- [Your instructions]:
Copy every one of the records below word for word, without changing anything.

*-*-*

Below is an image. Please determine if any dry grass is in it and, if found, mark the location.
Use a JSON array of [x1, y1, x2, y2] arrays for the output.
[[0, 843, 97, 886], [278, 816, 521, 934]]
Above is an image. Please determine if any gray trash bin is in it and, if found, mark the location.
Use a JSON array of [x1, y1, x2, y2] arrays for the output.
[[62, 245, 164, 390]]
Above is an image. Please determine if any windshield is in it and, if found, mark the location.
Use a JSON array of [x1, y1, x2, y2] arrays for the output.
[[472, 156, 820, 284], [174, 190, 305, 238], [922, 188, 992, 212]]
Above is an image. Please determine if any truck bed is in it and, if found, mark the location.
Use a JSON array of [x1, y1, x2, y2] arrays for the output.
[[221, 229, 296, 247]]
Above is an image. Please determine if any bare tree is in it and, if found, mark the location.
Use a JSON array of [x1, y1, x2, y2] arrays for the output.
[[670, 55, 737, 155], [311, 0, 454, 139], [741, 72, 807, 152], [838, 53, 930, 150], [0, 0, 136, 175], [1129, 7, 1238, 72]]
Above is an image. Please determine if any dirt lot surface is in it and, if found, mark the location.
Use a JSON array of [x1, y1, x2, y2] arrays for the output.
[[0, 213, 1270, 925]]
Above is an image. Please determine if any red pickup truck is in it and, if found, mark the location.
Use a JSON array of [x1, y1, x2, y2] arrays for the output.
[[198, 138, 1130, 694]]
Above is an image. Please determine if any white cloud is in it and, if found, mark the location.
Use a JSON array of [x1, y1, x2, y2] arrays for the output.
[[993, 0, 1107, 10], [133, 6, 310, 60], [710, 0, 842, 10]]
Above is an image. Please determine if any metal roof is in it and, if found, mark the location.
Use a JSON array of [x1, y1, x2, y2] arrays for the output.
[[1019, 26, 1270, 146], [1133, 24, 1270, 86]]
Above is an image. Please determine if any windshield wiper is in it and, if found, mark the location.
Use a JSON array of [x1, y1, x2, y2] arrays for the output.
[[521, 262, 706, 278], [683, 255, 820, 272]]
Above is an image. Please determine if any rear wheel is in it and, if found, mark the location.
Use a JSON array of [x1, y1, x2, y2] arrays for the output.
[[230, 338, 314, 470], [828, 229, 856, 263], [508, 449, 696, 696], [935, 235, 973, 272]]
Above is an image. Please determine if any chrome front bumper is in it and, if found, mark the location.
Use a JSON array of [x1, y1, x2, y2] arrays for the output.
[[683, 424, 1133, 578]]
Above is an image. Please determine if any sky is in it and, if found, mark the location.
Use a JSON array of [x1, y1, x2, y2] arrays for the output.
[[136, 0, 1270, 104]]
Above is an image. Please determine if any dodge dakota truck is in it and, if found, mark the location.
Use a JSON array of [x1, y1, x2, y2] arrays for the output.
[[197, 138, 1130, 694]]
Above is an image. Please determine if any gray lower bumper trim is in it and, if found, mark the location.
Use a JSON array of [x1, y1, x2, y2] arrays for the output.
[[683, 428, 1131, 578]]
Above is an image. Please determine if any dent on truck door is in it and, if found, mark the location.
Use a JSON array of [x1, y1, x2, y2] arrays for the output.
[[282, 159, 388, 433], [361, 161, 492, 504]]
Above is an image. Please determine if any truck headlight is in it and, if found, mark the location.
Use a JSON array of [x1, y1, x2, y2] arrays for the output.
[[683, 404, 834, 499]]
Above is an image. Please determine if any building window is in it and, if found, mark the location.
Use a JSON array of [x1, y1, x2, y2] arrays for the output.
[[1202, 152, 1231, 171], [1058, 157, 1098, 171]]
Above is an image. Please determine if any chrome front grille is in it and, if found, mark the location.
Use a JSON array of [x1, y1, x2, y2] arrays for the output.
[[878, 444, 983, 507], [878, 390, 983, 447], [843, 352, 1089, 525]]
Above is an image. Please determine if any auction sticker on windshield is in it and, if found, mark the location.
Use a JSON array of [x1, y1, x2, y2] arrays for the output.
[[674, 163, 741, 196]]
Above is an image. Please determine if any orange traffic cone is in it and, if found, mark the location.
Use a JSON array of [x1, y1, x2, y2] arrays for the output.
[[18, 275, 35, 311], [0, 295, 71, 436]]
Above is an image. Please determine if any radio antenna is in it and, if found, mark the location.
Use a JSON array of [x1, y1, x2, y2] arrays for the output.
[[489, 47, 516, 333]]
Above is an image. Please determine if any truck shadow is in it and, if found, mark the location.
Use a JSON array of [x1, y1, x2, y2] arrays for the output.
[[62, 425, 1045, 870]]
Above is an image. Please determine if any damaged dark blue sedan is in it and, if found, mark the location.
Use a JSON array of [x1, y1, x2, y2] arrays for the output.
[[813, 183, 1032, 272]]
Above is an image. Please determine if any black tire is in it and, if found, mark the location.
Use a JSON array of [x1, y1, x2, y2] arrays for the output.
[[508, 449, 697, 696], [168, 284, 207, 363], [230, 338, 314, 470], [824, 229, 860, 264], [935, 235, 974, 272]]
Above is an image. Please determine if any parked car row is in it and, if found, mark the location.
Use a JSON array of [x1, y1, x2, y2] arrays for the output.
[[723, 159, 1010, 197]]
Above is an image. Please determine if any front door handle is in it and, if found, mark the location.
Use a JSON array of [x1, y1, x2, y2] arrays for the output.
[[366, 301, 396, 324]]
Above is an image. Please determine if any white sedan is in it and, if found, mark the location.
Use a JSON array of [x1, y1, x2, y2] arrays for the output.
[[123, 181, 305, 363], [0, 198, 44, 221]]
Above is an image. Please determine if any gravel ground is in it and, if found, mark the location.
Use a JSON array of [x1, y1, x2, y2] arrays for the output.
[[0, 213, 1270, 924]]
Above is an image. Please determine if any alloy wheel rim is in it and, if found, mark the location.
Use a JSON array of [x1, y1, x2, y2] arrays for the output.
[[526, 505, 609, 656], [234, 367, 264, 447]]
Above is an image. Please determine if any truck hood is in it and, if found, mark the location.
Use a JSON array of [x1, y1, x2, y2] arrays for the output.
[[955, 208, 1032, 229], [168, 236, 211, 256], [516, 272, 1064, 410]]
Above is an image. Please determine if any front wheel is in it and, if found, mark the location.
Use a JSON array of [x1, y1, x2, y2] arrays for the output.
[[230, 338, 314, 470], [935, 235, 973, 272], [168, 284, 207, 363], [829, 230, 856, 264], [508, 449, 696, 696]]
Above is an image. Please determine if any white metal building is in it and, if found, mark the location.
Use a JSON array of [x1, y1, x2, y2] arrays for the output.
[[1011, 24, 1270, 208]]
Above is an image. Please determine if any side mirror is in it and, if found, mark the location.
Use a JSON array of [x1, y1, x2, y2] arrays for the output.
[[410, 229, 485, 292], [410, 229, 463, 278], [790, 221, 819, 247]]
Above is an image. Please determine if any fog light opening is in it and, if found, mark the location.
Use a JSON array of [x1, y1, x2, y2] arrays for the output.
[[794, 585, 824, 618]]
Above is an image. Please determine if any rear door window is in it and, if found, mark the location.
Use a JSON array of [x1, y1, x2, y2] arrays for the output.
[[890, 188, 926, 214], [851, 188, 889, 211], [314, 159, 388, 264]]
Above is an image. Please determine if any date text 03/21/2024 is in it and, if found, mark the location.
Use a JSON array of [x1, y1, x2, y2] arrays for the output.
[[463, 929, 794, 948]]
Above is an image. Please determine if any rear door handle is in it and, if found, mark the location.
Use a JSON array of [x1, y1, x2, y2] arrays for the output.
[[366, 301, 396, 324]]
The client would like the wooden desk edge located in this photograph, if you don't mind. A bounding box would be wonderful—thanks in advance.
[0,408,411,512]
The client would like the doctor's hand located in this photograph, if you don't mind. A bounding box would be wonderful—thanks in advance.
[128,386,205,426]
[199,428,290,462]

*-*-*

- [Task solution]:
Below is an image. Please determine if any dry grass is in it and, if found, mark the location.
Use a JSON array of [x1, y1, x2, y2] arrays for the output.
[[0, 843, 97, 886], [278, 816, 521, 934]]
Above is an image. Please determine if any gray trash bin is in it and, if found, mark the location.
Use a JSON array of [x1, y1, x2, y2] arrays for the output.
[[62, 245, 164, 390]]
Above is an image. Please determine if any windshield is in it and, if found, mark the location.
Use a JSON array of [x1, y1, x2, y2] arrays for the output.
[[472, 156, 820, 284], [174, 190, 305, 238], [922, 188, 992, 212]]
Above is an image. Please determine if any truck bed is in it and, if found, mark the location.
Use a JSON array of [x1, y1, x2, y2] arrays for the output.
[[221, 229, 296, 247]]
Above is an image. Please determine if any bare tree is in it and, if found, mark the location.
Use a JSON array of [x1, y1, x2, y2] arrays for the output.
[[670, 55, 737, 155], [311, 0, 454, 139], [741, 72, 807, 152], [838, 53, 930, 150], [0, 0, 136, 175], [1129, 7, 1238, 72]]
Above is an image. Please determine if any dirt lot surface is in it and, if found, mark the location.
Use a JSON array of [x1, y1, x2, y2] arrays for the output.
[[0, 213, 1270, 925]]
Above is an image. Please determine if any red pickup truck is in it and, if found, mark the location.
Use a JSON array of [x1, y1, x2, y2] arrays for the output.
[[198, 138, 1130, 694]]
Above is an image. Please determine if any white cloud is in it and, if found, mark the location.
Use a JSON array of [x1, y1, x2, y2] arrays for the output.
[[993, 0, 1107, 10], [133, 6, 310, 60], [710, 0, 842, 10]]
Above is an image. Please determine if any metal roof is in it and, if found, mark the location.
Use a JSON array of [x1, y1, x2, y2] arrays for the output.
[[1019, 26, 1270, 146], [1133, 24, 1270, 86]]
Above is an image. Please determine if any windshield wiper is in it and, if found, mark the location.
Use a JSON array of [x1, y1, x2, y2] arrays for the output.
[[521, 262, 706, 278], [683, 255, 820, 272]]
Above is an image. Please determine if any rear wheel is in it and, if found, mark the location.
Use a JSON array of [x1, y1, x2, y2] arrays for the output.
[[230, 338, 314, 470], [828, 229, 856, 263], [508, 449, 696, 696], [935, 235, 973, 272]]
Above is an image. Please determine if any chrome front bumper is in it and, if found, mark the location.
Use a JSON array of [x1, y1, x2, y2] arrays for the output.
[[683, 424, 1133, 578]]
Above is an image. Please determine if any sky is in it and, if found, mark the location.
Use a JSON array of [x1, y1, x2, y2] arrays for the output.
[[136, 0, 1270, 104]]
Above is an image. Please determine if any dodge dakota truck is in it and, if found, mark the location.
Use a JSON array of [x1, y1, x2, y2] arrays for the output.
[[197, 138, 1130, 694]]
Above is an image. Please determine if any gray lower bumper trim is in it and, if found, mark the location.
Use a JSON array of [x1, y1, x2, y2] arrays for the output.
[[683, 428, 1131, 578]]
Above is an image. Please determine if any dent on truck door is in it and, if found, mark the location.
Use a JSON array of [x1, y1, x2, y2] arrays for the output.
[[282, 159, 388, 433], [361, 161, 492, 504]]
Above is an image. Please determine if any truck headlight is in it and, if found, mark the location.
Use a JSON array of [x1, y1, x2, y2] arrays for the output.
[[683, 404, 834, 499]]
Above is an image. Please determine if any building window is in it and, if found, mark the location.
Use a JSON array of [x1, y1, x2, y2] arrays for the output.
[[1202, 152, 1231, 171], [1058, 157, 1098, 171]]
Above is an image. Please determine if any chrome front grille is in it and, if found, mark the location.
Use a JSON array of [x1, y1, x2, y2] arrays for the output.
[[878, 444, 983, 507], [878, 390, 983, 447], [843, 352, 1089, 525]]
Above is an image. Please determine if any auction sticker on windshield is in it and, if found, mark the location.
Use a JSON array of [x1, y1, x2, y2] arrays for the output.
[[674, 163, 741, 196]]
Above is an image. Please determine if any orange traffic cone is in it and, if found, mark the location.
Use a JSON array of [x1, y1, x2, y2] arrays for the output.
[[18, 275, 35, 311], [0, 295, 71, 436]]
Above is an image. Please determine if any radio antenna is in it and, if found, mark the location.
Use a JSON array of [x1, y1, x2, y2] arrays for the output.
[[489, 47, 516, 333]]
Above is an image. Please determine if any truck shadow is in it and, if found, mark the location.
Use a JSON array of [x1, y1, x2, y2] arrays for the output.
[[62, 425, 1045, 870]]
Above is an image. Please determine if any damaged dark blue sedan is in it and, if found, mark the location.
Use a JSON array of [x1, y1, x2, y2] arrays for the output.
[[813, 183, 1032, 272]]
Above is an image. Please determine if any black tire is in it and, if found, mark the location.
Use a JSON array of [x1, y1, x2, y2] arrays for the output.
[[508, 449, 697, 696], [168, 284, 207, 363], [230, 338, 314, 470], [824, 229, 860, 264], [935, 235, 974, 272]]
Above is an image. Please determine if any parked car row is in it and, if found, mark the location.
Use a JSON array of [x1, y1, x2, y2] arrays for the output.
[[723, 159, 1010, 197]]
Above is an image. Please determine if any front door handle is in it and, if found, mark the location.
Use a JSON array of [x1, y1, x2, y2] arrays for the output.
[[366, 301, 396, 324]]
Above is an image. Please determine if any white sedan is in it and, if found, mark the location.
Use a JSON array of [x1, y1, x2, y2] arrays for the output.
[[123, 181, 305, 363], [0, 198, 44, 221]]
Above is an image. Please determine if any gravel ground is in it and, if found, mark the location.
Use a JSON array of [x1, y1, x2, y2] arrays for the output.
[[0, 213, 1270, 924]]
Above is an image. Please determine if any alloy wheel rim is in it and, if found, mark the location.
Use a JSON array of [x1, y1, x2, y2] arrays for the output.
[[526, 505, 609, 656], [234, 367, 264, 447]]
Above is an image. Please determine if any truck hood is in it and, if found, mark the location.
Use a JSON array of [x1, y1, x2, y2] arrays for the output.
[[955, 208, 1032, 229], [168, 236, 211, 256], [516, 272, 1064, 410]]
Above is an image. Please determine if any front wheel is in it and, if found, mark the location.
Use a JSON array of [x1, y1, x2, y2] arrays for the output.
[[230, 338, 314, 470], [935, 235, 973, 272], [168, 284, 207, 363], [829, 230, 856, 264], [508, 449, 696, 696]]
Above is an image. Please determine if any white metal building is in it and, if found, mark the location.
Use a JSON array of [x1, y1, x2, y2] arrays for the output.
[[1011, 24, 1270, 208]]
Above is an image. Please determine if any side mirror is in it and, if found, mark the location.
Use a JSON array of [x1, y1, x2, y2] arrays for the output.
[[410, 229, 485, 292], [410, 229, 463, 278], [790, 221, 819, 247]]
Above is an image. Please determine if any fog light opening is in it and, if found, mark the location.
Use a JSON array of [x1, y1, x2, y2] arrays for the output.
[[794, 585, 824, 618]]
Above is an image. Please determine if any rear door window is in it and, if found, mark the location.
Use a JSON array of [x1, y1, x2, y2] arrays for the output.
[[890, 188, 926, 214], [851, 188, 889, 211], [314, 159, 388, 264]]
Above is an image. Please determine if any date text 03/21/2024 is in it and, if found, mark the location.
Use a JSON array of [x1, y1, x2, y2] arrays for the output.
[[463, 929, 794, 948]]
Above is an image. Please determine if any rear door handle is in it and, if found, mark the location.
Use a JSON array of [x1, y1, x2, y2] arrays for the output.
[[366, 301, 396, 324]]
The client would like the wooden desk edge located in this photograph, if you don't mind. A bounding box would be wonderful—thanks in advance.
[0,408,411,512]
The client would like the doctor's hand located in this photograph, if you don't mind. A bounding box would be wonderful—thanks in advance.
[128,386,205,426]
[199,428,290,462]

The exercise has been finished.